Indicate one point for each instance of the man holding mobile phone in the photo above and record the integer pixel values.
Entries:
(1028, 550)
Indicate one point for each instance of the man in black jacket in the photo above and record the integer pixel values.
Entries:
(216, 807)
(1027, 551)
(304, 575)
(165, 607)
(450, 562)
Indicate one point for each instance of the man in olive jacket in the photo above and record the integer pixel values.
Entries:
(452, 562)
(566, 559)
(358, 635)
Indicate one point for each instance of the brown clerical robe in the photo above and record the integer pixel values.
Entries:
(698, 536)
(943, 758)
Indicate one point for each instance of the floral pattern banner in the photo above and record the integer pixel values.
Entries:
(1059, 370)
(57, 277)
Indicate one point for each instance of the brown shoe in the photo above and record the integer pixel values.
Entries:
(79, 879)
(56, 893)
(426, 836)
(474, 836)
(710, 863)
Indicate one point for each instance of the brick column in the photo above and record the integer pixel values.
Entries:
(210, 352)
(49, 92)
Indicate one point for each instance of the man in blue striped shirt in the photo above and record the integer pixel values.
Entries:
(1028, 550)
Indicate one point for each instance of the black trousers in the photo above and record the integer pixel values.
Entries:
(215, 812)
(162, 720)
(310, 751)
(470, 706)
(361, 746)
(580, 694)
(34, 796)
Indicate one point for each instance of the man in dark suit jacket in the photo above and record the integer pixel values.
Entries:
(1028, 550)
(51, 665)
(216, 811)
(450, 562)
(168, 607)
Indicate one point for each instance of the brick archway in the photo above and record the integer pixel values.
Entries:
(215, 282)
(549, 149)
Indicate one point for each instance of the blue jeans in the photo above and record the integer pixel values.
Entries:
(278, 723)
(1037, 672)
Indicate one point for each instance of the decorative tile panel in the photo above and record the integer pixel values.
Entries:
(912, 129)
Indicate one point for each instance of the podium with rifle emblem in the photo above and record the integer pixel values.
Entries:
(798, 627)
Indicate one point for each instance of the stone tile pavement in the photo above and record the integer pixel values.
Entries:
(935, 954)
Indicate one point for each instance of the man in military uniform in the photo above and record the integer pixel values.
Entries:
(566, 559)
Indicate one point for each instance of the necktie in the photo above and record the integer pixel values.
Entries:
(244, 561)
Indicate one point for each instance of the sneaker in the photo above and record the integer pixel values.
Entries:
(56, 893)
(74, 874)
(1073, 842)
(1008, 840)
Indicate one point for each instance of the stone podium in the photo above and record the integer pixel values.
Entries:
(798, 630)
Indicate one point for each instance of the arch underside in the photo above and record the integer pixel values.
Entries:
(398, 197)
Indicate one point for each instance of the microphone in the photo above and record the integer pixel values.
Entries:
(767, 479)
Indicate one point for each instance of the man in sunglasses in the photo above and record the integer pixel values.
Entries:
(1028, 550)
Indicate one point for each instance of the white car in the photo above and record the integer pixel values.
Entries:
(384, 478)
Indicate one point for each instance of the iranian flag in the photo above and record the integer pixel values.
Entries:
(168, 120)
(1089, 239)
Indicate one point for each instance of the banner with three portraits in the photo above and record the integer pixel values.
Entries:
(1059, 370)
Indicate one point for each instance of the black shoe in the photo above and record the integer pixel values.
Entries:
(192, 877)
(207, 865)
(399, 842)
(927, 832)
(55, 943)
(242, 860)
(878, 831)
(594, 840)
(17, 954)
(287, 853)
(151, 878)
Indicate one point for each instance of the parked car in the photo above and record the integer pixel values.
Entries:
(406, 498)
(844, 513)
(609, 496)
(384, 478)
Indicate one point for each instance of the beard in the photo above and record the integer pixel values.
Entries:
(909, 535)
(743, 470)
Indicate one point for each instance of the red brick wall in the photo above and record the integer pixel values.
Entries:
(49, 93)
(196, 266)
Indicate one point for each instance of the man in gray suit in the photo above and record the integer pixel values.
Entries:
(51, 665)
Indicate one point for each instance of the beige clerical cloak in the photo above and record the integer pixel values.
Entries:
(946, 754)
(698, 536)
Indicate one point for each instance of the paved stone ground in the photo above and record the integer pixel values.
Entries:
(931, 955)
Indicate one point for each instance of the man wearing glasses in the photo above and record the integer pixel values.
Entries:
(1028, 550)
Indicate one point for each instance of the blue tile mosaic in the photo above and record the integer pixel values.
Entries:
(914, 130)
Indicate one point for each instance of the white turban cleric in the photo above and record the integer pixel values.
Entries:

▶ [Exercise description]: Would you print each line of the listing again, unaltered?

▶ [The completed task]:
Indicate one point for each instance of the man holding mobile phone in the photo above and record the integer pixel values.
Entries:
(1028, 550)
Indicate one point for each instance of the man in black jacket in the photo above and record the integer pixel values.
Entries:
(216, 807)
(1027, 551)
(304, 575)
(165, 607)
(450, 562)
Indicate one point for each instance of the man in olive jacket in the photo above and record the integer pixel values.
Entries:
(452, 562)
(566, 559)
(358, 635)
Indicate one point for each instance of the brown clerical robe in the photo above and record the integer pixel values.
Entries:
(698, 536)
(943, 758)
Indicate one point for each instance of the floral pattern banner in the photo above and record the integer pixel values.
Entries:
(1059, 370)
(57, 277)
Indicate one point for each instance of the brown shoe in the photo above and record the integer pixel values.
Entries:
(79, 879)
(56, 893)
(426, 836)
(474, 836)
(710, 863)
Indicate one point for each instance of the brick column in the photo above and record the integer pixel values.
Entries:
(210, 352)
(49, 92)
Indicate one point for each instance of the man in blue striped shirt in the photo above and record the integer pixel values.
Entries:
(1028, 550)
Indicate one point for each instance of the black trousers in the photo above and record the integer pixel values.
Entries:
(215, 812)
(162, 720)
(310, 751)
(470, 706)
(361, 746)
(580, 694)
(34, 796)
Indicate one point for each instance of the man in dark suit jacket in the photo above and record the integer pixel values.
Entries:
(1028, 550)
(51, 665)
(216, 811)
(450, 562)
(168, 607)
Indicate one point for each instance of the brick archway in the photo above and record the integer pixel values.
Entries:
(215, 282)
(549, 149)
Indicate one point for each instance of the blue jeans in the photo above and record the integer pixel values.
Entries:
(278, 723)
(1037, 672)
Indicate one point for each instance of the decorative tile panel in the photo above and record the integer pixel values.
Entries:
(912, 129)
Indicate one point for each instance of the podium with rifle emblem in the photo above and record the integer pixel values.
Entries:
(798, 627)
Indicate one point for each instance of the stone tile pavement in the photo above and record the integer pixel values.
Entries:
(935, 954)
Indicate one point for each instance of the man in military uniform in the photo above and record the integer pixel values.
Entries:
(566, 559)
Indicate one point for each instance of the necktie in the photo above and record the integer pixel values.
Entries:
(244, 561)
Indicate one point for each instance of the sneaker in the photo above and record the integer pixel values.
Entries:
(56, 893)
(74, 874)
(1073, 842)
(1008, 840)
Indicate one point for each instance of the stone podium in the photo above and record the integer pixel values.
Entries:
(798, 630)
Indicate one point for each instance of the arch underside in the photo above and record the integer pixel values.
Entries:
(398, 197)
Indicate one point for each instance of the microphone in the photo above and record the integer pixel values.
Entries:
(767, 479)
Indicate one point for each instance of the man in sunglasses in the photo above and record the integer pixel values.
Entries:
(1028, 550)
Indicate one point for each instance of the white car in the photo above and record the integer pixel values.
Entries:
(384, 478)
Indicate one point for each instance of the iranian flag in the photo above and record the integer pixel values.
Entries:
(168, 120)
(1089, 239)
Indicate one point for each instance of the banner with three portraits in the photo above and record the integer pixel values.
Entries:
(1059, 370)
Indicate one point for each instance of the black shoe in the photo above and record the integer pixel values.
Entries:
(192, 877)
(207, 865)
(399, 842)
(927, 832)
(55, 943)
(242, 860)
(878, 831)
(594, 840)
(17, 954)
(287, 853)
(151, 878)
Indicate one point for each instance of the parked car in the photo above and record the integer pixel values.
Entries:
(406, 498)
(844, 513)
(609, 496)
(384, 478)
Indicate one point for each instance of the beard in the photo above and record the integer pixel values.
Entries:
(909, 535)
(743, 470)
Indicate one point for each instance of the red brick wall in the photo above and record the integer pixel values.
Entries:
(49, 93)
(196, 266)
Indicate one point for each instance of the man in gray suit in the photo above and record the integer pixel values.
Entries:
(51, 665)
Indicate one point for each instance of the beige clerical cloak in the photo above and record the integer pixel values.
Entries:
(946, 754)
(698, 536)
Indicate one point for each instance of the paved stone ground in the photo above and record the integer pixel values.
Entries:
(931, 955)
Indicate one point for each instance of the man wearing glasses in the photo above and record the integer pixel values.
Entries:
(1028, 550)
Indicate one point for each instance of the blue tile mosaic in the photo above and record the integer pixel values.
Entries:
(914, 130)
Indicate one point for each instance of the white turban cleric in the photo above and record the integer pixel values.
Entries:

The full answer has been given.